**Source passage:**
Washington, D.C. The subcommittee met at 9:45 a.m., pursuant to recess, in room 2175, Rayburn House Office Building, Hon. Roman C. Pucinski (chairman of the subcommittee) presiding.

Present: Representatives Pucinski, Carey, Hawkins, Hathaway, Mink, Gurney, and Scherle.

Present also: Margaret B. Sugg, Director, and Mattie Maynard, clerk.

Mr. PUCINSKI. The committee will come to order.

In starting our third day of the hearings on the Juvenile Delinquency Prevention Act of 1967, I should like to call attention of the members of the committee to an excellent editorial which appeared in the current issue of Life magazine, and which I think puts into perspective the enormity of the problem that confronts this committee in trying to get this legislation through the Congress, and the enormity of the problem that confronts the Nation if we do not pass this type of legislation.

The Life magazine editorial quite properly points out

It is possible for an American citizen to be tried secretly and convicted of a crime without ever hearing the charges against him; with no chance to face his accusers or to have a lawyer represent him; and with no right to a jury trial when the sentence may mean years behind bars. All this can happen if the accused happens to be, legally, a juvenile.

At the turn of the century adults, with the best of intentions, took away some substantial civil rights from youth. In exchange, they wrote into a series of state laws the premise that juveniles in trouble or abandoned become the wards of the court. And in return for that surrender of rights, the courts, and the state welfare agencies, would take responsibility for treating, rehabilitating or simply caring for the juvenile.

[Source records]
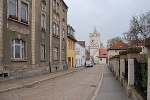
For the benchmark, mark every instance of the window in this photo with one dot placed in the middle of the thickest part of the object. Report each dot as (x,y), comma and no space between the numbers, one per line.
(63,13)
(63,55)
(13,8)
(43,21)
(24,11)
(55,53)
(54,26)
(43,52)
(63,33)
(54,4)
(57,8)
(57,29)
(18,49)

**Exercise:** Return the subcommittee hearing transcript above in full, word for word.

**Output:**
Washington, D.C. The subcommittee met at 9:45 a.m., pursuant to recess, in room 2175, Rayburn House Office Building, Hon. Roman C. Pucinski (chairman of the subcommittee) presiding.

Present: Representatives Pucinski, Carey, Hawkins, Hathaway, Mink, Gurney, and Scherle.

Present also: Margaret B. Sugg, Director, and Mattie Maynard, clerk.

Mr. PUCINSKI. The committee will come to order.

In starting our third day of the hearings on the Juvenile Delinquency Prevention Act of 1967, I should like to call attention of the members of the committee to an excellent editorial which appeared in the current issue of Life magazine, and which I think puts into perspective the enormity of the problem that confronts this committee in trying to get this legislation through the Congress, and the enormity of the problem that confronts the Nation if we do not pass this type of legislation.

The Life magazine editorial quite properly points out

It is possible for an American citizen to be tried secretly and convicted of a crime without ever hearing the charges against him; with no chance to face his accusers or to have a lawyer represent him; and with no right to a jury trial when the sentence may mean years behind bars. All this can happen if the accused happens to be, legally, a juvenile.

At the turn of the century adults, with the best of intentions, took away some substantial civil rights from youth. In exchange, they wrote into a series of state laws the premise that juveniles in trouble or abandoned become the wards of the court. And in return for that surrender of rights, the courts, and the state welfare agencies, would take responsibility for treating, rehabilitating or simply caring for the juvenile.